The entries below hold a line with "Subject = brick paving" and a line with "Subject = white metal bench". Return those lines and all that lie between them, exactly and only.

-- Provided material follows --

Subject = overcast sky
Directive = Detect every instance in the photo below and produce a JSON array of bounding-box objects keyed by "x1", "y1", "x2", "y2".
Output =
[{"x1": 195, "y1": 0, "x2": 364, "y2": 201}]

-- Provided material concluded --
-- Provided material follows --

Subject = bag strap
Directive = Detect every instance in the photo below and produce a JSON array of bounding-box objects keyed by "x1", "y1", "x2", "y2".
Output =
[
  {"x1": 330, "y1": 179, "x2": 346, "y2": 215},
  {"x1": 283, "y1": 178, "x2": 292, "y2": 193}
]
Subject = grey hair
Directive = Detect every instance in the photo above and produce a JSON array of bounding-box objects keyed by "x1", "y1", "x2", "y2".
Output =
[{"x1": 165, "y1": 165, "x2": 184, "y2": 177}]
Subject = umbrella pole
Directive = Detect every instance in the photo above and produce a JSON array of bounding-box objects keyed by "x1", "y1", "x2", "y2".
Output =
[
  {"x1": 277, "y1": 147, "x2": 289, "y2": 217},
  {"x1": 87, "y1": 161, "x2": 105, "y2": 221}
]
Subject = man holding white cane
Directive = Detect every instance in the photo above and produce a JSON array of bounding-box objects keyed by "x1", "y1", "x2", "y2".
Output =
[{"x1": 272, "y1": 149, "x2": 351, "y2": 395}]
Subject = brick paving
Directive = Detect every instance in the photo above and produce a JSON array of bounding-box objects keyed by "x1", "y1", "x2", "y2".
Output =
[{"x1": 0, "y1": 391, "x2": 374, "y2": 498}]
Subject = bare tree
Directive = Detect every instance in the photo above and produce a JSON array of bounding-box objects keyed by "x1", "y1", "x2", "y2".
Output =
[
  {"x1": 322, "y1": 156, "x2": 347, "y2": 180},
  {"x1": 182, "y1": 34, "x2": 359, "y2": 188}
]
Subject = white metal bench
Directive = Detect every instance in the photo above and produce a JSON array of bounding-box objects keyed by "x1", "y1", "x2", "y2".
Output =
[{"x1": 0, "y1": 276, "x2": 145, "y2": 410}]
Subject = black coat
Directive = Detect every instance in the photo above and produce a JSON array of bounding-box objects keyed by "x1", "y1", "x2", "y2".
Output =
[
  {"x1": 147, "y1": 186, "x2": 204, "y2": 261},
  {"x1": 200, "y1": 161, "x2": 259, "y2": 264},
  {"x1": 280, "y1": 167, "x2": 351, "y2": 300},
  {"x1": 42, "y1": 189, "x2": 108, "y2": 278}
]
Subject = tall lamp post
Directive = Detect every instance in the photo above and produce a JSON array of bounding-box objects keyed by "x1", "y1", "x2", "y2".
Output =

-- Provided material concluded --

**Response to this task**
Subject = brick paving
Directive = Detect every instance in the photo above and produce a JSON array of bounding-box objects keyed by "x1", "y1", "x2", "y2".
Output =
[{"x1": 0, "y1": 391, "x2": 374, "y2": 498}]
Subject = bare tree
Directive = Detect every instance in the photo above and produce a JSON array of bounding-box objects keyed by "x1", "y1", "x2", "y2".
Output =
[
  {"x1": 322, "y1": 156, "x2": 347, "y2": 180},
  {"x1": 182, "y1": 34, "x2": 359, "y2": 188}
]
Subject = white metal bench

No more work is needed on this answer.